What is expected: Reproduce only the records from their first line through the line containing "pixel 319 57", inclusive, switching "smiling face" to "frowning face" and leaving everything else unchanged.

Records from a point labeling set:
- - - -

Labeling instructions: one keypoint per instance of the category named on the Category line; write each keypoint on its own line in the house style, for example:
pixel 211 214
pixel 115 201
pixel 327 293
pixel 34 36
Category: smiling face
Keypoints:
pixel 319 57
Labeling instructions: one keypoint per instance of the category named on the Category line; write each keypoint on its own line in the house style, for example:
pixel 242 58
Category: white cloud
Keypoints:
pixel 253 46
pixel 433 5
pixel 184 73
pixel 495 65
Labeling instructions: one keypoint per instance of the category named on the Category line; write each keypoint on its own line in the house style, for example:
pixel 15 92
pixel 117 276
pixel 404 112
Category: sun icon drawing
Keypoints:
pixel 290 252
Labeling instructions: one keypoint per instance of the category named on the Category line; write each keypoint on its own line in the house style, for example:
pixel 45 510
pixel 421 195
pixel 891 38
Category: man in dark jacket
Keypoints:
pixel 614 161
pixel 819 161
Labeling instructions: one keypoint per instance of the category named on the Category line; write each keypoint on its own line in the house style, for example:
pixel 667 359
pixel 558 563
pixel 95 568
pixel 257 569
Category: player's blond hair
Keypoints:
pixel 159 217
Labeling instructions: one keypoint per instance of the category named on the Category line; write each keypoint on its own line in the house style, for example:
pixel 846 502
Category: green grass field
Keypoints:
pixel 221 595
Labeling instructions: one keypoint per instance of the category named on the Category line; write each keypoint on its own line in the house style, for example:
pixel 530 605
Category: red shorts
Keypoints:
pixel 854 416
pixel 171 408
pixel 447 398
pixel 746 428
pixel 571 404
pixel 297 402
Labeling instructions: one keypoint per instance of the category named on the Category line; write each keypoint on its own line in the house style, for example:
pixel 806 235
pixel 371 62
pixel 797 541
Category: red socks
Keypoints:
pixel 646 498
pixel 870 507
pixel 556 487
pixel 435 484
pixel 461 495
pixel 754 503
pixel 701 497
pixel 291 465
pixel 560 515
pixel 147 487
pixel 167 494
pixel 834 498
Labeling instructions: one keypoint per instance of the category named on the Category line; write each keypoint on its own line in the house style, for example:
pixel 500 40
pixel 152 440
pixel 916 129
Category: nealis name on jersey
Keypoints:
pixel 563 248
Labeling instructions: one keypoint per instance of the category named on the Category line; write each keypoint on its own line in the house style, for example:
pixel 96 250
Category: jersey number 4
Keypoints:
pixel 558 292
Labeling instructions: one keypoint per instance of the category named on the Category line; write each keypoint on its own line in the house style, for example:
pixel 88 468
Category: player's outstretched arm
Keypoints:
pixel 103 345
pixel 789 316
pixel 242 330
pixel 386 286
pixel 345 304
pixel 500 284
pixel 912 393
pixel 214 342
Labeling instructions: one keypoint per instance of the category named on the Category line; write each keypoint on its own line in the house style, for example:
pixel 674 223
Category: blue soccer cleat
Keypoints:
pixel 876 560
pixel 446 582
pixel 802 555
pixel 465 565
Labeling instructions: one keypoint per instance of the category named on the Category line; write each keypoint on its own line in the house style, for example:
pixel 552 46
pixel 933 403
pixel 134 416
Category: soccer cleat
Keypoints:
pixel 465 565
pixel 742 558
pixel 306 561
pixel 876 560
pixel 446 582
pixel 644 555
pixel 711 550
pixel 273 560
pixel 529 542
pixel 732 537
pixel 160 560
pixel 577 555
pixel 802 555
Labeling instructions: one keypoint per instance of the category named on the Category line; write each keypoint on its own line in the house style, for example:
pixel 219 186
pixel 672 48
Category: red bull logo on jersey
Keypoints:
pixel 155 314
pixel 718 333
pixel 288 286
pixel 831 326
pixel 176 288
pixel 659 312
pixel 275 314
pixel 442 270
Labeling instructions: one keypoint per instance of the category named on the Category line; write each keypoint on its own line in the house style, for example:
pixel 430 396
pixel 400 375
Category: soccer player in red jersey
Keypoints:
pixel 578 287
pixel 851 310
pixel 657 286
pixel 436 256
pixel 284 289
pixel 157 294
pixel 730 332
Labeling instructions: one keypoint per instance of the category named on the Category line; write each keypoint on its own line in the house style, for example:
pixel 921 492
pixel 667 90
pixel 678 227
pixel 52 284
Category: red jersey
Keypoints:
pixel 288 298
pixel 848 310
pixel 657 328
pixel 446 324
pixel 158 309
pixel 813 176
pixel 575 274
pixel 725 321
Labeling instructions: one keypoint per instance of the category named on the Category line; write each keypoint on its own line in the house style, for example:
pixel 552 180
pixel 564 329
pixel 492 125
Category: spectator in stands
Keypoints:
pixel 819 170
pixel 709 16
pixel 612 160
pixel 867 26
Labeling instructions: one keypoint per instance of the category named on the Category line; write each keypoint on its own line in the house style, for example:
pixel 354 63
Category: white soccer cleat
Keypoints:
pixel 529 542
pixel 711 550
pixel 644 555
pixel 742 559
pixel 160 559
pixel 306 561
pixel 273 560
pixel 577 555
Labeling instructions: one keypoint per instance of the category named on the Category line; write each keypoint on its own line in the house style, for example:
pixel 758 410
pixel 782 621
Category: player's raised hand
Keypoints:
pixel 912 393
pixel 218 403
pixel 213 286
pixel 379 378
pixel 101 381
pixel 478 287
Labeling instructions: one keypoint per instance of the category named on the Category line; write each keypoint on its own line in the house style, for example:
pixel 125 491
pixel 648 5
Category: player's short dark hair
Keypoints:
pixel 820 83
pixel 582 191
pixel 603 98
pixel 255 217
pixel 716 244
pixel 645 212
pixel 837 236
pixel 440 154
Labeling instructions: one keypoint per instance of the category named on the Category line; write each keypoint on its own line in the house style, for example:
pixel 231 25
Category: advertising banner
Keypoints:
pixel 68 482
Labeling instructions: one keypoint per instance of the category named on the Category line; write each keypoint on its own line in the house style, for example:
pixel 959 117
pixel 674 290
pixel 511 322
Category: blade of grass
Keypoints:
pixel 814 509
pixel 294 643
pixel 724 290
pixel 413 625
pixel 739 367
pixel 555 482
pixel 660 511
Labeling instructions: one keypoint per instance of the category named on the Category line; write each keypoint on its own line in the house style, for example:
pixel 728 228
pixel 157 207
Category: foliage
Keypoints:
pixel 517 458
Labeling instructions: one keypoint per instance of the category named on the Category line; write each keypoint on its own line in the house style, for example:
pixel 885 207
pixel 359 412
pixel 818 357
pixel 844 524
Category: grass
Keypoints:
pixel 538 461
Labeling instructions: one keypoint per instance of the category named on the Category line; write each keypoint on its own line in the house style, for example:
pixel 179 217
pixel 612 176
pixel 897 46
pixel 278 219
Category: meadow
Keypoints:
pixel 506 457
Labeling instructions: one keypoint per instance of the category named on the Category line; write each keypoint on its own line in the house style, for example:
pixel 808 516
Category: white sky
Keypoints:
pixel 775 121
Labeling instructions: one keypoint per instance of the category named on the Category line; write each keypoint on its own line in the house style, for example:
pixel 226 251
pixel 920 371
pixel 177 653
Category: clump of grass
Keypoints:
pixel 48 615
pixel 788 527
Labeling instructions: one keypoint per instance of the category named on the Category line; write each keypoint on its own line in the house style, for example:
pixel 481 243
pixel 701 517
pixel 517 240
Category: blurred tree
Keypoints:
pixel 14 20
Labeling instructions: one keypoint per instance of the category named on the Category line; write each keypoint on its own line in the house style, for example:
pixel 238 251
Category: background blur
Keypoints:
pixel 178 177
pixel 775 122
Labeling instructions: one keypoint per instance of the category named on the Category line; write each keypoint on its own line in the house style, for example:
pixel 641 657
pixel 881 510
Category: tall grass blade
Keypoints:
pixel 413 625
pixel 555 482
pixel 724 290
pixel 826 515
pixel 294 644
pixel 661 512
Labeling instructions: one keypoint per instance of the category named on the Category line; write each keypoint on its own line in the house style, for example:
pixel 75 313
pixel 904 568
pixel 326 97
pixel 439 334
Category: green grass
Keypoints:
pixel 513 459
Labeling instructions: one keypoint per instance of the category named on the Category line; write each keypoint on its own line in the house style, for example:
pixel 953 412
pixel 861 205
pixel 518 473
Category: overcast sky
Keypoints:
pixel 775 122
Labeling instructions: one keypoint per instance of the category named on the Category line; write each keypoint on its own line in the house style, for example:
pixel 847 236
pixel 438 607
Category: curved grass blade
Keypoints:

- - - -

Answer to the task:
Labeling instructions: one keypoint per instance of the category named on the Category line; write each keypoint on its own line in the house style, for example:
pixel 211 214
pixel 115 201
pixel 327 293
pixel 34 36
Category: frowning face
Keypoints:
pixel 319 57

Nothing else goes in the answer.